### OBJETIVO DA TAREFA
Por favor, explique por que o artigo sobre vacinação faz uma ressalva à expressão “deixaram de representar”, usando de uma a três frases.

### TEXTO DO EXERCÍCIO
::::::

É melhor prevenir do que remediar

Por Márcia Datz Abadi*

Já dizia o velho ditado: “Prevenir é melhor que remediar”. Houve um tempo em que milhões de pessoas perdiam a vida para doenças curáveis ou evitáveis como tuberculose, poliomielite, tétano, raiva, cólera, difteria, varíola, além de muitas outras. Graças ao advento das vacinas, muitas dessas doenças deixaram de representar uma ameaça à saúde individual e coletiva.

Desde 2020, vivemos uma demonstração do que é ser impotente contra uma doença infecciosa. A pandemia de Covid-19 impactou desde a saúde física e mental de cada indivíduo, até a economia global, desafiando o mundo com diversas questões complexas, que se perpetuarão por décadas.

A retomada das atividades em todos os setores só foi possível, em primeiro lugar, pelo gigantesco esforço da comunidade científica no desenvolvimento de uma vacina, capaz de proteger a população, sendo esse o caminho para conter a pandemia e prevenir o avanço da doença.

Uma ressalva à expressão “deixaram de representar”, usada no início deste artigo: sabemos que os índices de cobertura vacinal no país vêm apresentando uma queda drástica e alarmante nos últimos anos – mais especificamente desde 2015 –, acentuada no período de pandemia.

Dados recentes mostram que, em alguns estados brasileiros, a aplicação de alguns imunizantes chegou a ter queda de 65% em 2020 enquanto, no mundo, a redução foi de cerca de 30%. Uma realidade preocupante no país que é reconhecido internacionalmente pelos programas de amplo acesso à vacinação e pela atenção da população brasileira com a importância da vacinação.

::::::

### DADOS REGISTRADOS
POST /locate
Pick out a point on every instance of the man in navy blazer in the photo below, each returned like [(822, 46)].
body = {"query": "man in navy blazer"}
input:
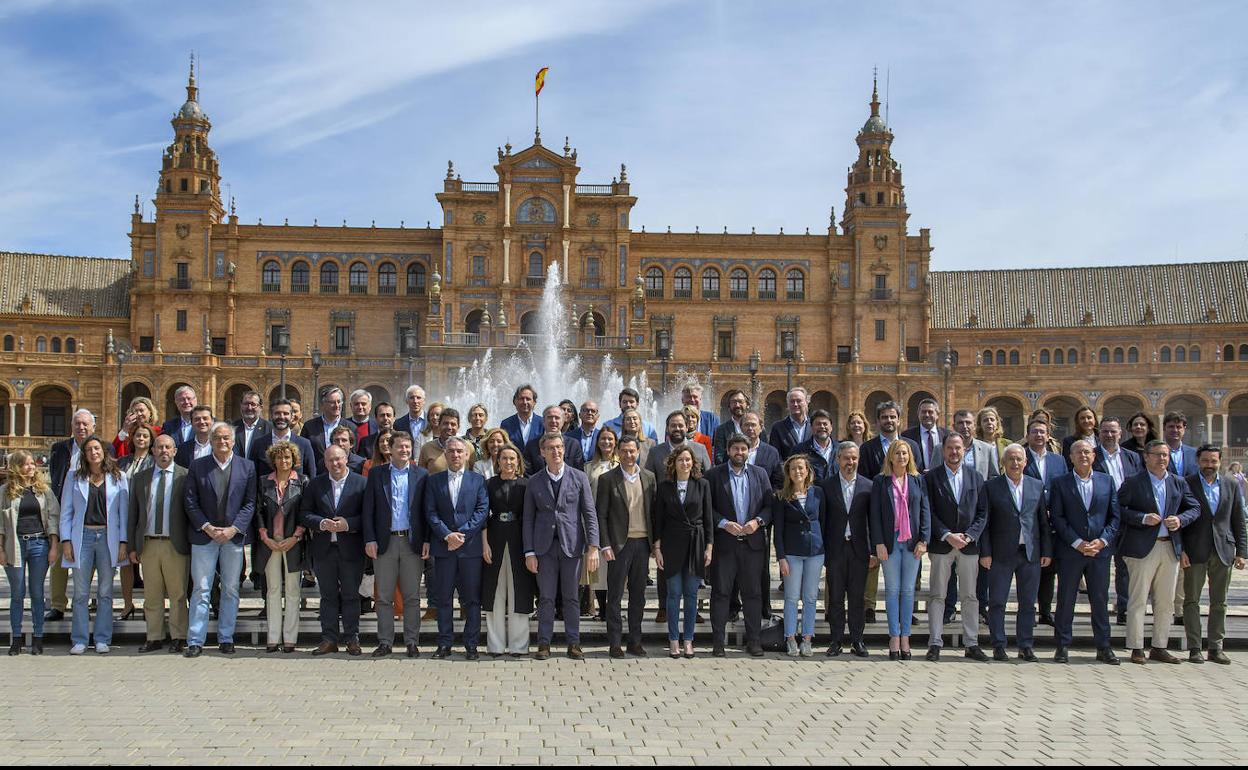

::::::

### RESOLUÇÃO
A ressalva se deve à queda drástica e alarmante dos índices de cobertura vacinal no país nos últimos anos, mais especificamente desde 2015, acentuada no período de pandemia. Em alguns estados brasileiros, a aplicação de alguns imunizantes chegou a cair 65% em 2020.